§ **What you should do**
Rewrite every item below with "one point per instance" changed to "a single point for each instance", keeping everything else the same.

====== Provided data

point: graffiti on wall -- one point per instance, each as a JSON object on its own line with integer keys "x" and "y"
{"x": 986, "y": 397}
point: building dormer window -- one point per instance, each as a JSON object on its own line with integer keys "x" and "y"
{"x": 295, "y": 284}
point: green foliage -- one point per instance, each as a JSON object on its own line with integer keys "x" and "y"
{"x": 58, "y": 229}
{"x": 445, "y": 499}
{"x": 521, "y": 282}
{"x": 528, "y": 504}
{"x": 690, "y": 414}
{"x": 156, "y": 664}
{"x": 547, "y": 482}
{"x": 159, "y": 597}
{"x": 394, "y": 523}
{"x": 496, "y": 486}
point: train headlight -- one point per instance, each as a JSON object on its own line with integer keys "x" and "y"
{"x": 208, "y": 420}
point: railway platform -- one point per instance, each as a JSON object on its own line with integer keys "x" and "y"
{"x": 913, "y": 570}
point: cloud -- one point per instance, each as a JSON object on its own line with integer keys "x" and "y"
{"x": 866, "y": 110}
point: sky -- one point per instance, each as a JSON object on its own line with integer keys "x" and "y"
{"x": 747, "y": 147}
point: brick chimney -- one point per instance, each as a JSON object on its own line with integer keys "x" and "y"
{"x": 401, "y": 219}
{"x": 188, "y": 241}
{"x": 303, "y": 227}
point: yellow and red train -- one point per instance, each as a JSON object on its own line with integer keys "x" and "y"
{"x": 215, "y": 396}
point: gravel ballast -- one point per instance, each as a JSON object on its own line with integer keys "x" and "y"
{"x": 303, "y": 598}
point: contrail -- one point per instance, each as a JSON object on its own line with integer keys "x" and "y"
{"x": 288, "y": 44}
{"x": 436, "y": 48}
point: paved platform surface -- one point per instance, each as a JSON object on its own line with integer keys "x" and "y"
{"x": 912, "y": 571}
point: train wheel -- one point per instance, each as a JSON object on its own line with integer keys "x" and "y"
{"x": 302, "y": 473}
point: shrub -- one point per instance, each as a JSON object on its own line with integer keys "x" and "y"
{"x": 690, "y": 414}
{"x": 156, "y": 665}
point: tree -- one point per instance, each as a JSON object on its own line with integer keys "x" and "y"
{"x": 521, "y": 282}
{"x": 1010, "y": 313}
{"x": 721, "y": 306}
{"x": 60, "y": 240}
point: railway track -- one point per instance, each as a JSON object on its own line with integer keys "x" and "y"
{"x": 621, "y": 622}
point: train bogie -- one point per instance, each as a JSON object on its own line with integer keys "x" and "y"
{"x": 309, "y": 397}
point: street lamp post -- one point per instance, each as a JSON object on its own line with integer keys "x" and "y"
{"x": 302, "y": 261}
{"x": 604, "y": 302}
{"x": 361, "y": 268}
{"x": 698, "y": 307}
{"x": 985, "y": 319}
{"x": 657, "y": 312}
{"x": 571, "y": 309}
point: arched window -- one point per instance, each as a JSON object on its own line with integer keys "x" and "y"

============

§ **Solution for this task**
point: graffiti on wall -- a single point for each instance, each as a JSON object on its own line with integer keys "x" and "y"
{"x": 986, "y": 397}
point: building dormer window -- a single point for each instance, each as a JSON object on its own line with integer keys "x" and "y"
{"x": 295, "y": 284}
point: green foliage -- a single point for each instance, each as a JSON object on its own line with integer keys "x" and "y"
{"x": 58, "y": 229}
{"x": 445, "y": 499}
{"x": 521, "y": 282}
{"x": 528, "y": 504}
{"x": 690, "y": 414}
{"x": 156, "y": 664}
{"x": 547, "y": 482}
{"x": 159, "y": 597}
{"x": 394, "y": 523}
{"x": 496, "y": 486}
point: train headlight -- a single point for each instance, each as a JSON object on its own line with integer keys "x" and "y"
{"x": 208, "y": 420}
point: railway platform -- a single point for each instance, each as a JSON object on its own line with integer keys "x" and "y"
{"x": 913, "y": 570}
point: cloud -- a single point for each instance, each as a JSON object on its own line with integer keys "x" and "y"
{"x": 866, "y": 110}
point: sky -- a single point for each instance, each as a JSON object on its own line with integer keys "x" and "y"
{"x": 747, "y": 147}
point: brick chimney -- a single point for each instance, each as a JSON object on its own line with integer keys "x" and "y"
{"x": 401, "y": 219}
{"x": 188, "y": 241}
{"x": 303, "y": 227}
point: yellow and red train -- a single point for each instance, each as a JSON object on its own line with integer keys "x" and "y"
{"x": 215, "y": 396}
point: gravel ballast -- a single point for each instance, each as a JSON object on its own line with integer keys "x" and "y"
{"x": 303, "y": 598}
point: contrail -- a single point for each instance, each as a JSON object on its own line with integer keys "x" and "y"
{"x": 288, "y": 44}
{"x": 436, "y": 48}
point: paved platform surface -- a single point for each instance, each as a JSON object on its own line with integer keys "x" and "y"
{"x": 912, "y": 571}
point: train wheel -- a single point for each instance, each as a JSON object on its own line with integer keys "x" and "y"
{"x": 302, "y": 473}
point: shrub -- a single point for each instance, each as a JSON object on its own line with integer keys "x" and "y"
{"x": 690, "y": 414}
{"x": 156, "y": 665}
point: tree -- a single point for each instance, each as a JSON object on its own line with integer keys "x" and "y"
{"x": 521, "y": 282}
{"x": 1010, "y": 313}
{"x": 721, "y": 306}
{"x": 60, "y": 240}
point: railway track -- a single point for each instance, each as a JSON object on its own line with integer keys "x" and "y"
{"x": 621, "y": 622}
point: train bogie -- a single point for each instance, each as a JSON object on its own line with integer keys "x" and "y"
{"x": 309, "y": 397}
point: street lamp post -- a single point for each instance, each as a JSON object on its own line with integer keys "x" and "y"
{"x": 302, "y": 261}
{"x": 604, "y": 302}
{"x": 361, "y": 268}
{"x": 698, "y": 307}
{"x": 985, "y": 319}
{"x": 657, "y": 312}
{"x": 571, "y": 309}
point: arched window -- a single point for each instance, each as a JSON object on its own line with integer keys "x" and "y"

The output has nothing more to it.